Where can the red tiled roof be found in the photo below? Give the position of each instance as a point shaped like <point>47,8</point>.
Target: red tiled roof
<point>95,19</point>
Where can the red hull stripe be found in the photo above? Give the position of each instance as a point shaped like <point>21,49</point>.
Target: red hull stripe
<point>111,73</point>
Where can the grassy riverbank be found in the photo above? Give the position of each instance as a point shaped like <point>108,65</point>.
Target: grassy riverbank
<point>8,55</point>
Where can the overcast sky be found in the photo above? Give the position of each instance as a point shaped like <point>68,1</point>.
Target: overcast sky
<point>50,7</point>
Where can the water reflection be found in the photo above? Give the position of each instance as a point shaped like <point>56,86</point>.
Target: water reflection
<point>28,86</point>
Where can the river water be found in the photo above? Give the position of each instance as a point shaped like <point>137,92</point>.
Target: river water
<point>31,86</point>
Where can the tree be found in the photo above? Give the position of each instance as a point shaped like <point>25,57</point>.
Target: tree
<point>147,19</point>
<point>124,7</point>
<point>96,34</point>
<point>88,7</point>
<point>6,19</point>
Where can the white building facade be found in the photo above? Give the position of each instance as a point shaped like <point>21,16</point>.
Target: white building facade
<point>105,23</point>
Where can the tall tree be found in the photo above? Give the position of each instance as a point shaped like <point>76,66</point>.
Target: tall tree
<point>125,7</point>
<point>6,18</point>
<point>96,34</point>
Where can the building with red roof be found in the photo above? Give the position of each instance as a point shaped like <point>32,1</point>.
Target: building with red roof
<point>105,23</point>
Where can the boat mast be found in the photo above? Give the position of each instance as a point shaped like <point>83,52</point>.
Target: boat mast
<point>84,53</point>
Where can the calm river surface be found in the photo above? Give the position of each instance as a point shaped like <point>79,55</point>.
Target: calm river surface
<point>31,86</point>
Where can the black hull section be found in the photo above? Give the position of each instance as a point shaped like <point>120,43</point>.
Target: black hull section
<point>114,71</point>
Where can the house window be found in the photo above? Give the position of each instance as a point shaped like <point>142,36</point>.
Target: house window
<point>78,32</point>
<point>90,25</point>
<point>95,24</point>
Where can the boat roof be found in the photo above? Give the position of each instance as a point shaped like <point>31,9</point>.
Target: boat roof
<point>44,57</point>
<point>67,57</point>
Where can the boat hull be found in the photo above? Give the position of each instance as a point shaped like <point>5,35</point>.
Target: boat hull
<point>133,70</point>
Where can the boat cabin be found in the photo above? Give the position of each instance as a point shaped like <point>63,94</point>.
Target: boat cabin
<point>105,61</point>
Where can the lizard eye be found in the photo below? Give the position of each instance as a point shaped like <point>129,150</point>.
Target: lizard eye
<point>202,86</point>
━━━
*TO BE DONE*
Can you set out every line of the records above as a Markdown table with two columns, No. and Line, leaving out blank lines?

*COMPLETE RESPONSE*
| No. | Line |
|---|---|
| 1 | Where can the red tiled roof be found in the photo below? Give the position of each instance as a point shaped like <point>47,8</point>. |
| 2 | Target: red tiled roof |
| 3 | <point>95,19</point> |
| 4 | Where can the red hull stripe be found in the photo above? Give the position of each instance as a point shaped like <point>21,49</point>. |
| 5 | Target: red hull stripe |
| 6 | <point>111,73</point> |
| 7 | Where can the grassy riverbank be found in the photo above? Give the position of each instance as a point shaped like <point>108,65</point>. |
| 8 | Target: grassy riverbank |
| 9 | <point>8,55</point> |
| 10 | Where can the overcast sky be found in the photo above? Give the position of each instance as a point shaped like <point>68,1</point>. |
| 11 | Target: overcast sky |
| 12 | <point>50,7</point> |
| 13 | Where can the water reflection be found in the photo above? Give the position of each instance as a point shaped like <point>56,86</point>. |
| 14 | Target: water reflection |
| 15 | <point>28,86</point> |
| 16 | Where can the river water be found in the photo above? Give the position of each instance as a point shaped like <point>137,92</point>. |
| 17 | Target: river water |
| 18 | <point>31,86</point> |
| 19 | Where can the tree be found in the photo above? Give the position of each instance as a point shaped like <point>25,57</point>. |
| 20 | Target: tree |
| 21 | <point>147,19</point> |
| 22 | <point>124,7</point> |
| 23 | <point>96,34</point> |
| 24 | <point>88,7</point> |
| 25 | <point>6,19</point> |
| 26 | Where can the white building facade be found in the photo above? Give the position of each instance as a point shaped like <point>21,16</point>. |
| 27 | Target: white building facade |
| 28 | <point>105,23</point> |
| 29 | Where can the tall tree be found in the photo above? Give the position of each instance as a point shaped like <point>76,66</point>. |
| 30 | Target: tall tree |
| 31 | <point>125,7</point> |
| 32 | <point>6,18</point> |
| 33 | <point>96,34</point> |
| 34 | Where can the building with red roof be found in the photo above? Give the position of each instance as a point shaped like <point>32,1</point>. |
| 35 | Target: building with red roof |
| 36 | <point>105,23</point> |
| 37 | Where can the boat mast be found in the photo above? Give the position of each instance as a point shaped like <point>83,52</point>. |
| 38 | Target: boat mast |
| 39 | <point>84,53</point> |
| 40 | Where can the calm river surface be found in the photo above? Give the position of each instance as a point shaped like <point>79,55</point>. |
| 41 | Target: calm river surface |
| 42 | <point>31,86</point> |
| 43 | Where can the black hull section be found in the photo above? Give the position of each instance as a point shaped like <point>120,43</point>. |
| 44 | Target: black hull section |
| 45 | <point>114,71</point> |
| 46 | Where can the house window be found in the photo above? Give the position of each instance as a point shaped like <point>142,36</point>. |
| 47 | Target: house window |
| 48 | <point>78,32</point> |
| 49 | <point>90,25</point> |
| 50 | <point>95,24</point> |
| 51 | Where can the boat roof be found in the photo above? Give the position of each instance as a point shaped like <point>31,9</point>. |
| 52 | Target: boat roof |
| 53 | <point>44,57</point> |
| 54 | <point>67,57</point> |
| 55 | Where can the boat hull be found in the photo above? Give the position of each instance as a point shaped like <point>5,35</point>. |
| 56 | Target: boat hull |
| 57 | <point>133,70</point> |
| 58 | Where can the boat cabin be found in the photo above? Give the position of each instance as a point shaped like <point>63,94</point>. |
| 59 | Target: boat cabin |
| 60 | <point>105,61</point> |
| 61 | Where can the lizard eye be found in the photo below? Give the position of each instance as a point shaped like <point>129,150</point>. |
| 62 | Target: lizard eye |
| 63 | <point>202,86</point> |